TEXTE DE LECTURE>
Les souvenirs sont autant de petites souris dans le grenier de ma sale caboche. Ça grouille entre mes murs, ça trifouille dans mes fils électriques, ça ne dort que d’un oeil dans un recoin de mon isolation, et surtout, ça fait des petits.
Celui qui est venu parfois me chatouiller la mémoire, c’est cette affirmation trop souvent lue à mon goût : le Québec a un niveau déplorable en matière d’éducation, notamment en français. Les poils de ma réminiscence se sont dressés. Pis drette là, à part de ça. Voyons voir…
D’aussi loin que je me souvienne, et selon mes proches, j’ai toujours été une incorrigible bavarde. Si mes gros jambonneaux ont appris à me faire tenir debout fort tard, ma langue fut, hélas ! diablement précoce. J’ai hurlé, bavouillé, vocalisé, babillé, jacassé, papoté, placoté (dans l’ordre) à m’en faire exploser la glotte. Des légions de tympans y ont laissé des plumes. J’ai vite compris, qu’il n’était point dans mon intérêt d’assassiner mon public par voie orale. Un moyen beaucoup plus pernicieux me tendait les bras. L’écriture…
Aussi, ai-je appris avec une relative facilité mon alphabet icitte (t’en souviens-tu, Maman, de mon apprentissage des voyelles ? Je clamais haut et fort un beau “AAAA”, et ce que tu prenais pour un “EEEE”, n’était qu’un “euhhhhh” tâtonnant…). J’ai découvert avec délices les consonnes, puis les syllabes. J’ai affronté l’orthographe et j’ai croisé le fer avec la grammaire, dans l’arène essentiellement publique de mes écoles québécoises. Je me suis jetée à corps perdu dans cette bataille. À coups de moyens mnémotechniques, à coups de règles stratégiquement apprises par coeur, à coups de pages de dictionnaire, à coups de tonnes de livres dévorés, j’ai peut-être remporté certaines batailles, mais pas toutes. Ça, non. Et surtout, je n’ai pas gagné la guerre. Ça, encore moins. Ma langue, c’est comme une récompense : il faut la mériter. Et tous les jours, s’il-vous-plaît.

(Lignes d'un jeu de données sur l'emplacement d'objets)

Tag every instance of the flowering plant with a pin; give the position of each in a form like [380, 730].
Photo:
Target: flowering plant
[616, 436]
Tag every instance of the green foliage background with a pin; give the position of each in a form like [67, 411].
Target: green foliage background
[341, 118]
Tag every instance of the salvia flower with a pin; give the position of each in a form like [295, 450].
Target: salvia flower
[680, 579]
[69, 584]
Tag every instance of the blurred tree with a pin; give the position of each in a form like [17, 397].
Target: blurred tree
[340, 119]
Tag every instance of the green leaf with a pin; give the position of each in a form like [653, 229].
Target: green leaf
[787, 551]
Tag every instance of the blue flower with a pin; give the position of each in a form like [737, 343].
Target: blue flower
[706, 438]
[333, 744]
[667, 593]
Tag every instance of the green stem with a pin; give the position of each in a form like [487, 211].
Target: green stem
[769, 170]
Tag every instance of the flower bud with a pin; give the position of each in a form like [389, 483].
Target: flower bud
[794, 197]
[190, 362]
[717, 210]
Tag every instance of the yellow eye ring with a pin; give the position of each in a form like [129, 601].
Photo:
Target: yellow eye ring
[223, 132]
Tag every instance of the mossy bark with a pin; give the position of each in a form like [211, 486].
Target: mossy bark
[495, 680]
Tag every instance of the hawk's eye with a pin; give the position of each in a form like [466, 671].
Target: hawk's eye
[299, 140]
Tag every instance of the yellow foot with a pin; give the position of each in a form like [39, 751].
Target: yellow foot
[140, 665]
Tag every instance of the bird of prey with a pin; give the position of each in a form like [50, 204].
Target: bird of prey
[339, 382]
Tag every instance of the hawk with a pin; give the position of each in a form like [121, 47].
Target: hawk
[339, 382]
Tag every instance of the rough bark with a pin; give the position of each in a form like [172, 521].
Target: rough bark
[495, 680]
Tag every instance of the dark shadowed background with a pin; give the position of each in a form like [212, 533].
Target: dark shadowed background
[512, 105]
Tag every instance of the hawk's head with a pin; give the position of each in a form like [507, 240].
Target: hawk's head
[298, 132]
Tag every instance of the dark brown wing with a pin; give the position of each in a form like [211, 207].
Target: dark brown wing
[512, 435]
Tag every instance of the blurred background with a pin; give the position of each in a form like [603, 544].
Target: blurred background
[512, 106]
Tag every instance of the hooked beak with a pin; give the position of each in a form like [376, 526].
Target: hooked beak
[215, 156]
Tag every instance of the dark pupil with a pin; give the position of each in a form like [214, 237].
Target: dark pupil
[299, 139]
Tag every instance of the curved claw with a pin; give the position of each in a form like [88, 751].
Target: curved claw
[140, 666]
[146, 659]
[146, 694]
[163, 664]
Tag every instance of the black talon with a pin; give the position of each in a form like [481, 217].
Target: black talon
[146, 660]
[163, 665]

QUESTIONS ET EXERCICES>
(1) D'après le texte de lecture, quelle affirmation, lue trop souvent, est parfois venue chatouiller la mémoire ?
(2) Recopiez le passage du texte de lecture situé entre « Les souvenirs sont » et « fait des petits. », ces deux extrémités comprises.
(3) Relevez, dans leur ordre d'apparition, tous les participes passés de la phrase du texte de lecture qui commence par « J'ai hurlé ».

CORRIGÉS DÉTAILLÉS>
(1) L'affirmation que le Québec a un niveau déplorable en matière d'éducation, notamment en français.

(2)
Les souvenirs sont autant de petites souris dans le grenier de ma sale caboche. Ça grouille entre mes murs, ça trifouille dans mes fils électriques, ça ne dort que d’un oeil dans un recoin de mon isolation, et surtout, ça fait des petits.

(3) hurlé, bavouillé, vocalisé, babillé, jacassé, papoté, placoté